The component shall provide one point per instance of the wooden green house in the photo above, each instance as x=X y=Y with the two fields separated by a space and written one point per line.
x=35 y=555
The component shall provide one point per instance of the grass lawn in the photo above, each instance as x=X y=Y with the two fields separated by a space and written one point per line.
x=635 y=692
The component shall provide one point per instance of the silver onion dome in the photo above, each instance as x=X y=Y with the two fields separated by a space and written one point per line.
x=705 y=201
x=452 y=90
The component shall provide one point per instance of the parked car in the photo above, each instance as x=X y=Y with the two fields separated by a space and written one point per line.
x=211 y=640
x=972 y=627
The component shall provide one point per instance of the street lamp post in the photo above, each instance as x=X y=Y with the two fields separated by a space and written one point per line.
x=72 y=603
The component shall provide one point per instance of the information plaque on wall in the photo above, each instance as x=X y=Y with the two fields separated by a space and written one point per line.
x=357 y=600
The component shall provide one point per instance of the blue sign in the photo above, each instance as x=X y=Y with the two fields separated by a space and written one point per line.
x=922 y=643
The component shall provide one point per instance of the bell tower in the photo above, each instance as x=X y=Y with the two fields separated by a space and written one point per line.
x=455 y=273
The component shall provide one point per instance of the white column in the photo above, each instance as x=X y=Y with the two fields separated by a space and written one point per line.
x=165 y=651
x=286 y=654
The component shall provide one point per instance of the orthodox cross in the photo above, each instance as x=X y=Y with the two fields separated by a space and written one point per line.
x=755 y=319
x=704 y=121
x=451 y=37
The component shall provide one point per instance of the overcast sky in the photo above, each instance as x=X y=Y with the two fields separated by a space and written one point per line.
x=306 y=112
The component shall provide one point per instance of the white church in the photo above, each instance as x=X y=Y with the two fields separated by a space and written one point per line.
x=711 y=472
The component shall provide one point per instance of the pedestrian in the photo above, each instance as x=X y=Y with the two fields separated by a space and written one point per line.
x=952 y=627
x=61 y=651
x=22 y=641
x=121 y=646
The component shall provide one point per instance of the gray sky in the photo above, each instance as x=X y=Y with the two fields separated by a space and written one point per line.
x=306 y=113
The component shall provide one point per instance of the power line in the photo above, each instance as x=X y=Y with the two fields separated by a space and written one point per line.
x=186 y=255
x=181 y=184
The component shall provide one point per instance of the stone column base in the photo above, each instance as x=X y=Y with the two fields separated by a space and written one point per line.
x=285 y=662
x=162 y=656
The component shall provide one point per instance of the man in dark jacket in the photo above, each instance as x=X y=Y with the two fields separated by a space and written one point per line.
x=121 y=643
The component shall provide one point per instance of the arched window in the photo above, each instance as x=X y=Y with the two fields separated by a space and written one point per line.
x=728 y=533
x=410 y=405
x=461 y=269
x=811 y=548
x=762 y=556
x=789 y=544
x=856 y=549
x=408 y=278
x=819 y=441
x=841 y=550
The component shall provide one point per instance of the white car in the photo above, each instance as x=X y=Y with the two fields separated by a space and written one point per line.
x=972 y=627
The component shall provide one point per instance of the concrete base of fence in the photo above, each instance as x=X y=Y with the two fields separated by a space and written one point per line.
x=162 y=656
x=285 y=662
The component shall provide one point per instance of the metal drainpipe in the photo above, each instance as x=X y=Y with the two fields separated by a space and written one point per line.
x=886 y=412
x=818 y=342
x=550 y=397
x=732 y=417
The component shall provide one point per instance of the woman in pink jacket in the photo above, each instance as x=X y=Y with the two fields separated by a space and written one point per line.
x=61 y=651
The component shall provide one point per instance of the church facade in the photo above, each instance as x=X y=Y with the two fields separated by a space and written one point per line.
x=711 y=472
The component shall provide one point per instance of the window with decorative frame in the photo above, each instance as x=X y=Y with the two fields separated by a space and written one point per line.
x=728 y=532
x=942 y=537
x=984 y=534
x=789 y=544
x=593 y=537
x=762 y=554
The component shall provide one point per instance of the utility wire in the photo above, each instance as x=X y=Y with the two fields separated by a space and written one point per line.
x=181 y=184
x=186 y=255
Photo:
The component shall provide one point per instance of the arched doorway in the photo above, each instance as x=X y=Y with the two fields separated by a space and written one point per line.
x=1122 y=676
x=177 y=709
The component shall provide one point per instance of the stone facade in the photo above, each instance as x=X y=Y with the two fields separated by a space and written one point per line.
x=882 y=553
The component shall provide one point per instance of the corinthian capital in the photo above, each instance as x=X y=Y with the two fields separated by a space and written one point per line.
-- -- --
*Aim of the exercise*. Copy all of the data above, word for word and in the same order.

*Correct output*.
The component shall provide one point per instance of the wooden green house in the photo above, each instance as x=X y=Y with the two fields separated by a space and written one point per line.
x=35 y=555
The component shall provide one point per instance of the grass lawn in the photo above, each instance as x=X y=Y with the two fields separated by a space and written one point per line.
x=635 y=692
The component shall provide one point per instance of the silver onion dome in the photo above, each instance as x=X y=Y with the two fields separated by a space and written one point per line.
x=705 y=201
x=452 y=90
The component shall provide one point per instance of the parked car in the photo above, each instance as x=X y=Y with the two fields separated by a space and written one point per line.
x=211 y=640
x=972 y=627
The component shall provide one point per instance of the street lamp post in the photo above, each instance as x=X y=Y with the two fields separated by a space and written one point per line.
x=72 y=603
The component shall provide one point per instance of the information plaque on wall in the photo above, each instance as x=X y=Y with the two fields separated by a space and written one point per line.
x=357 y=600
The component shall provide one point per instance of the blue sign in the photo above, each instance as x=X y=Y with the two fields separated by a space and written one point per line.
x=922 y=643
The component shall provide one point per instance of the bell tower in the photo above, each instance as x=X y=Y with the two fields separated by a space and written one point per line.
x=455 y=273
The component shall provide one point per instance of the white column in the photo above, each instance as x=X y=Y with the two fields separated by a space and written one point per line.
x=165 y=651
x=286 y=654
The component shall provide one point per instance of the orthodox cross in the photo above, each instance as x=X y=Y with the two fields separated by a space and written one point per line.
x=755 y=319
x=704 y=121
x=451 y=37
The component shall provide one point per instance of the overcast sky in the photo above, each instance as x=X y=Y with the two fields separated by a space and written one point per line.
x=306 y=112
The component shall provide one point per instance of the white church in the photo above, each instance as x=X y=Y with the two fields separated by a space and written one point per line.
x=711 y=472
The component shall provide one point per instance of the pedestrian in the photo above, each instance as x=X y=Y with the two fields separated by a space and written one point per line.
x=952 y=627
x=61 y=651
x=22 y=641
x=121 y=646
The component shall provide one point per instance of the gray sky in the photo above, each instance as x=X y=Y with the two fields separated by a space and written one point per line.
x=306 y=113
The component shall provide one point per instance of the power line in the photo above, each instance as x=X y=Y with the two fields separated by a space and written one point per line.
x=186 y=255
x=181 y=184
The component shall provide one point per instance of the stone column base in the photo above, each instance as x=X y=Y with the two fields separated by a space and written one point per line.
x=285 y=662
x=162 y=656
The component shall provide one point per instance of the man in dark jacket in the photo above, each instance as x=X y=Y with the two fields separated by a space and written one point per line.
x=121 y=643
The component shall provide one point per instance of the arched window in the photo above, each instance as x=X y=Y with the two fields separated by a space and written one point per line.
x=728 y=533
x=410 y=405
x=461 y=269
x=811 y=548
x=762 y=556
x=789 y=544
x=856 y=549
x=408 y=278
x=819 y=441
x=841 y=550
The component shall provide one point per instance of the white car in the photo above, each instance as x=X y=Y with the two fields separated by a space and written one point per line.
x=972 y=627
The component shall provide one point per instance of the concrete base of fence in the photo above, each instance as x=X y=Y with the two fields separated by a space and written one point per line.
x=162 y=656
x=285 y=662
The component shall provide one point per instance of the metal drainpipe in the photo above, each instance as x=X y=Y with the two fields separated by a space and written one point per line.
x=886 y=412
x=818 y=342
x=550 y=397
x=732 y=417
The component shall provide one point per instance of the woman in pink jacket in the photo above, each instance as x=X y=Y with the two fields separated by a space and written one point per line.
x=61 y=651
The component shall provide one point per instance of the church facade in the photo above, each instance as x=X y=Y with the two fields separated by a space and written one point per line.
x=711 y=472
The component shall provide one point per instance of the window with decorative frame in the photo above, each instance as x=X y=Y with the two fields separated by a space and written one point per line.
x=728 y=532
x=942 y=537
x=984 y=534
x=789 y=544
x=593 y=537
x=762 y=554
The component shall provide one point per instance of the utility wire in the photo above, each instance as x=X y=Y with the two fields separated by a space and written one point per line.
x=181 y=184
x=186 y=255
Photo:
The component shall provide one point per instance of the arched doorway in the photo above, each instance as x=X y=Y with the two fields separated by a space and written one point per line.
x=1122 y=676
x=177 y=709
The component shall provide one point per instance of the stone facade in the photo above, each instance as x=X y=Y with the two fields separated by a space and written one point per line.
x=882 y=553
The component shall provide one point per instance of the corinthian capital in the photo above, each instance as x=X y=Y with the two fields separated by a space and written one point per line.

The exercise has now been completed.